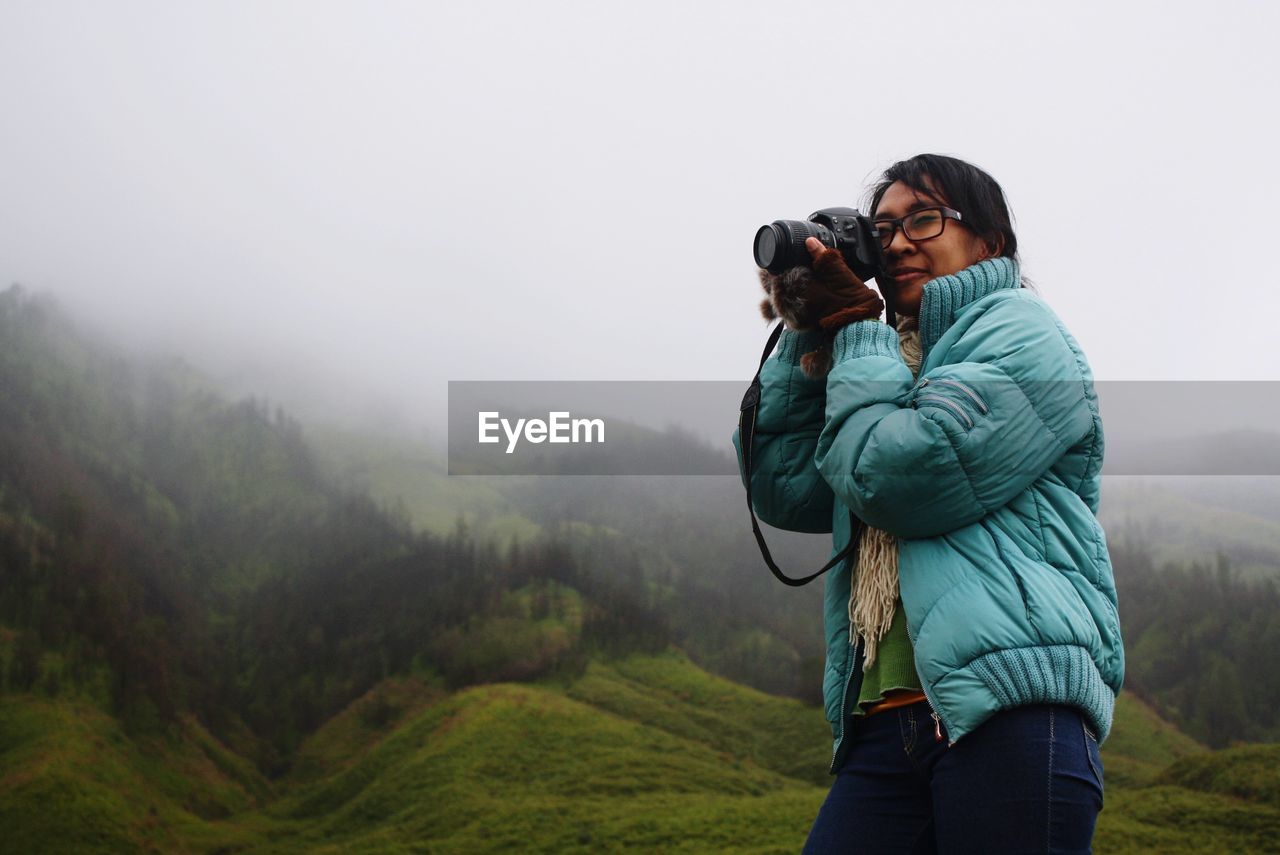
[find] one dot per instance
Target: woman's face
(910, 264)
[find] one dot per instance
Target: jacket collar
(945, 296)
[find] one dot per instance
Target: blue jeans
(1027, 780)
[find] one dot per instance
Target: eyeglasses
(918, 225)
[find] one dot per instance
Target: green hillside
(647, 753)
(72, 781)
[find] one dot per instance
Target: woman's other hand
(836, 295)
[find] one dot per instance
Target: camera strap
(746, 435)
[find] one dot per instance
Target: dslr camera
(780, 245)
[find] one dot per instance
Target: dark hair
(958, 184)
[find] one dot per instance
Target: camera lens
(780, 245)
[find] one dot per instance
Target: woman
(974, 653)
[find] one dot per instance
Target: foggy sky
(364, 201)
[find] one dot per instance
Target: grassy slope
(648, 753)
(71, 781)
(528, 768)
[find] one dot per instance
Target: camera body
(780, 245)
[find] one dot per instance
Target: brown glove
(824, 296)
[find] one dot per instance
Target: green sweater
(894, 666)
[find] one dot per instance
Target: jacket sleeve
(923, 458)
(786, 488)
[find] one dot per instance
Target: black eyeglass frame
(895, 224)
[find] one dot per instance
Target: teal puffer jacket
(987, 469)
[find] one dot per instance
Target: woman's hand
(836, 296)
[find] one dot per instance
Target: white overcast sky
(373, 199)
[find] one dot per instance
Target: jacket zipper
(950, 405)
(982, 405)
(937, 717)
(844, 700)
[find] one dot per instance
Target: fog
(343, 206)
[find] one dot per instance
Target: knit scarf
(873, 593)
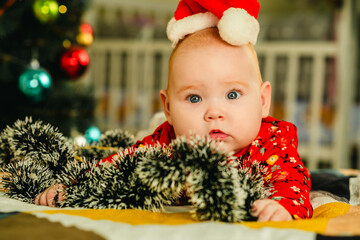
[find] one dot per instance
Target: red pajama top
(276, 147)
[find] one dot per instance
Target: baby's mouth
(217, 134)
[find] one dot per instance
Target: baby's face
(215, 90)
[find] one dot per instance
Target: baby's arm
(47, 197)
(269, 210)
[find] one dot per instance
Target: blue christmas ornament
(92, 134)
(35, 84)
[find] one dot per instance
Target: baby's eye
(194, 98)
(233, 95)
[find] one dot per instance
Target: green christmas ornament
(35, 84)
(46, 11)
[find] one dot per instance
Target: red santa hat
(235, 19)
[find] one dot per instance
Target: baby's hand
(269, 210)
(47, 197)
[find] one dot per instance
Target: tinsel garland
(145, 178)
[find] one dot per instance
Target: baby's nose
(214, 114)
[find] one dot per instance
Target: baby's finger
(280, 215)
(266, 214)
(258, 206)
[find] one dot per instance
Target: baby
(215, 90)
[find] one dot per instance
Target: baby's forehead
(208, 39)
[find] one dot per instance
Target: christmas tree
(42, 56)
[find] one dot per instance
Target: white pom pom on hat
(235, 19)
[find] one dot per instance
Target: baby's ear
(164, 96)
(265, 98)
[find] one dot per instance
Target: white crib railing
(127, 76)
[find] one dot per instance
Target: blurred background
(87, 66)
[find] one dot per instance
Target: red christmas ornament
(74, 62)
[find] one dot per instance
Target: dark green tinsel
(38, 156)
(111, 185)
(40, 143)
(24, 180)
(116, 138)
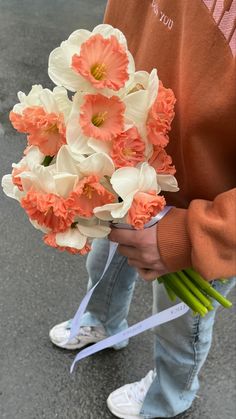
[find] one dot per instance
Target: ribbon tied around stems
(152, 321)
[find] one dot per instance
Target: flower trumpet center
(128, 152)
(99, 118)
(52, 129)
(99, 71)
(88, 191)
(136, 88)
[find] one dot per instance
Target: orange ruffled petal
(160, 116)
(45, 130)
(161, 161)
(102, 117)
(128, 148)
(104, 62)
(87, 195)
(50, 240)
(48, 210)
(144, 207)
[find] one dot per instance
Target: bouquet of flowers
(97, 156)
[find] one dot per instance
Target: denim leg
(110, 302)
(181, 348)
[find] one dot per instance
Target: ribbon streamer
(155, 320)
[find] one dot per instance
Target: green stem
(205, 286)
(192, 287)
(170, 292)
(184, 294)
(47, 160)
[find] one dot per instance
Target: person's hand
(140, 247)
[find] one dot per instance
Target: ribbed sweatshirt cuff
(173, 241)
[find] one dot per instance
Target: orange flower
(160, 116)
(45, 130)
(161, 161)
(104, 62)
(48, 209)
(50, 240)
(144, 207)
(87, 195)
(128, 148)
(102, 117)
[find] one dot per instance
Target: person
(193, 45)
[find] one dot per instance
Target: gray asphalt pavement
(40, 287)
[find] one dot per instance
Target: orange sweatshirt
(193, 44)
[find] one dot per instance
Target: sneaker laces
(139, 389)
(88, 330)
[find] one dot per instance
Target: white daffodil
(43, 115)
(55, 101)
(47, 180)
(78, 142)
(12, 183)
(10, 189)
(99, 164)
(88, 61)
(126, 182)
(140, 97)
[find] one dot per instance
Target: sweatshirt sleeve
(202, 236)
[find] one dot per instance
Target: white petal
(59, 65)
(32, 99)
(63, 102)
(71, 238)
(147, 178)
(33, 157)
(40, 178)
(64, 184)
(61, 73)
(125, 180)
(98, 164)
(77, 142)
(65, 161)
(136, 107)
(48, 101)
(168, 183)
(10, 189)
(100, 146)
(115, 211)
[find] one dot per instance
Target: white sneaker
(126, 402)
(87, 334)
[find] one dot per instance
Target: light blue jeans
(181, 346)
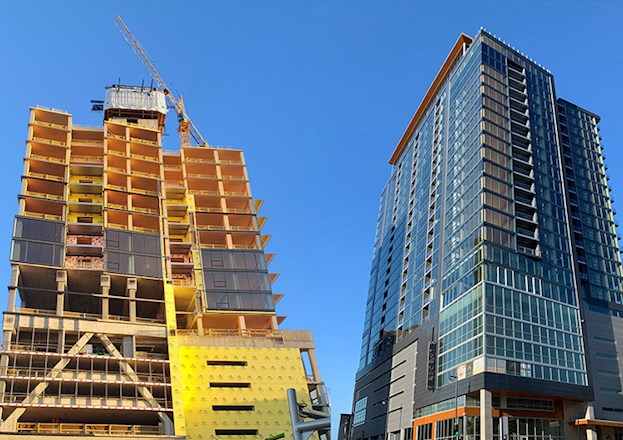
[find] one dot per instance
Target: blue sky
(317, 93)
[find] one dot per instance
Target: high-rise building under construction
(140, 301)
(494, 308)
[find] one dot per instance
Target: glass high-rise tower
(495, 300)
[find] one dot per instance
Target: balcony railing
(87, 429)
(48, 158)
(143, 141)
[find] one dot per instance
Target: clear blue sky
(317, 94)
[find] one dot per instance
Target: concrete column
(61, 341)
(314, 365)
(13, 287)
(131, 291)
(199, 311)
(200, 331)
(61, 286)
(105, 287)
(242, 324)
(504, 426)
(129, 346)
(486, 415)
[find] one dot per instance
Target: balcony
(84, 262)
(91, 429)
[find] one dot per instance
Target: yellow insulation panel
(269, 372)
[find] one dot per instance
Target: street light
(456, 405)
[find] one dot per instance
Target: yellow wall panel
(269, 371)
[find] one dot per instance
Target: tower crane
(186, 129)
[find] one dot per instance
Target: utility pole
(456, 405)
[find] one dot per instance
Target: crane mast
(186, 129)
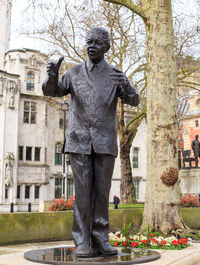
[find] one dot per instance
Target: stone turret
(5, 29)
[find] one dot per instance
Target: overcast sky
(18, 40)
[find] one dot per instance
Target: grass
(195, 235)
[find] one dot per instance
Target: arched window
(30, 81)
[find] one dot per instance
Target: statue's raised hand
(53, 68)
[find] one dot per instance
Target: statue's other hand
(119, 77)
(53, 68)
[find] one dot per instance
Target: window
(30, 78)
(18, 191)
(46, 115)
(70, 188)
(37, 153)
(29, 112)
(45, 155)
(37, 192)
(27, 192)
(126, 120)
(29, 153)
(135, 157)
(20, 153)
(136, 186)
(58, 154)
(58, 188)
(61, 120)
(6, 193)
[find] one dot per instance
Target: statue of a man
(91, 141)
(9, 173)
(196, 149)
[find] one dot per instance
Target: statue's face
(96, 46)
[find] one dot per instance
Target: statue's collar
(100, 65)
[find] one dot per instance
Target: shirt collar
(100, 65)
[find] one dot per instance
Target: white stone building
(31, 132)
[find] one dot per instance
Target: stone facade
(5, 22)
(30, 129)
(31, 132)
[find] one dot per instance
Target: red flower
(175, 243)
(125, 244)
(145, 241)
(134, 244)
(116, 244)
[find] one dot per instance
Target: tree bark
(162, 202)
(127, 191)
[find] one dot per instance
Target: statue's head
(97, 43)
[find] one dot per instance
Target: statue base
(66, 255)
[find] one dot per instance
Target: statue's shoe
(103, 248)
(82, 251)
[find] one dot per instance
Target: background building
(31, 132)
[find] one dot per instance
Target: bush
(62, 204)
(190, 201)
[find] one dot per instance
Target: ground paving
(13, 254)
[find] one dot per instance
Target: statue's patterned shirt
(93, 106)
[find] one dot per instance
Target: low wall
(49, 226)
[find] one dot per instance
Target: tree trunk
(162, 202)
(127, 191)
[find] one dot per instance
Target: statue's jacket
(93, 106)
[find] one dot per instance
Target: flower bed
(151, 242)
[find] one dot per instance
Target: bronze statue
(91, 141)
(196, 149)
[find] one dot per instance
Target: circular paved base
(66, 255)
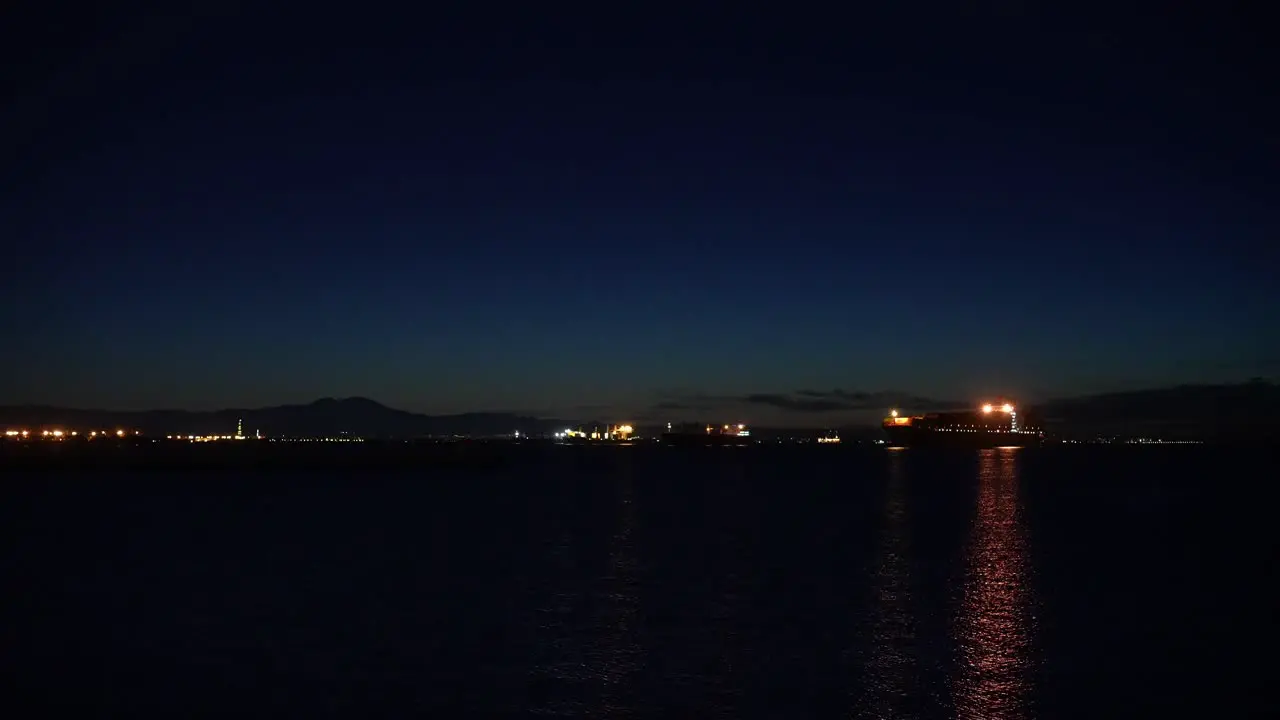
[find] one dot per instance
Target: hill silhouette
(1207, 411)
(325, 417)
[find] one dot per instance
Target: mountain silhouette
(325, 417)
(1207, 411)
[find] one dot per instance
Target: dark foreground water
(650, 583)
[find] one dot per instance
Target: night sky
(645, 212)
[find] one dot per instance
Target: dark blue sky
(479, 210)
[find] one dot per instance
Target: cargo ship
(703, 434)
(993, 424)
(622, 432)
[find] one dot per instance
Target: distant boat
(993, 424)
(704, 434)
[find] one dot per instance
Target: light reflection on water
(993, 628)
(891, 665)
(595, 657)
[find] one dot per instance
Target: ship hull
(703, 440)
(926, 437)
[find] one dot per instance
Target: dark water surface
(644, 582)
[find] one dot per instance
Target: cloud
(808, 401)
(796, 404)
(881, 400)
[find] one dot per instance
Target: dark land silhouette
(1242, 411)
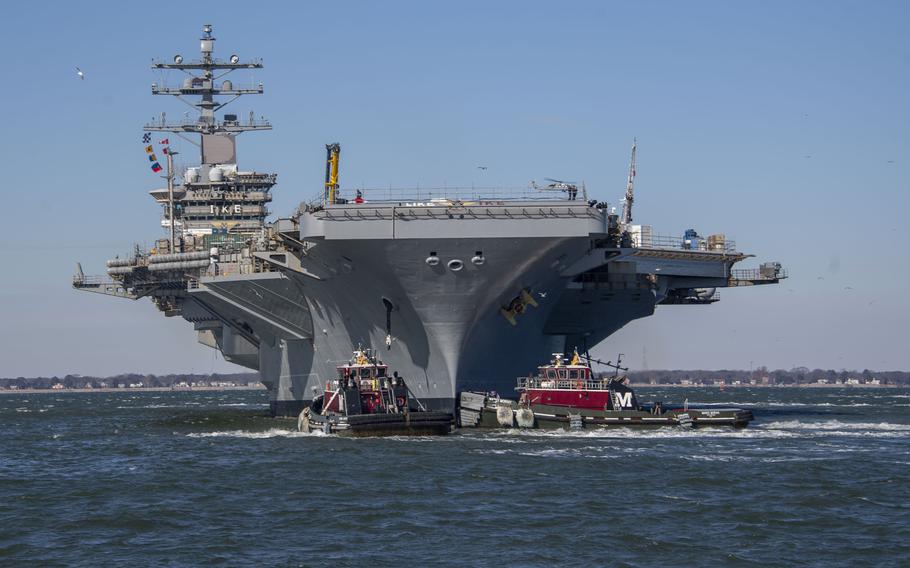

····················

#### TASK DESCRIPTION
Count the lines above that contain the string "yellow". Reply with the number alone.

#### COMPLETED TASK
2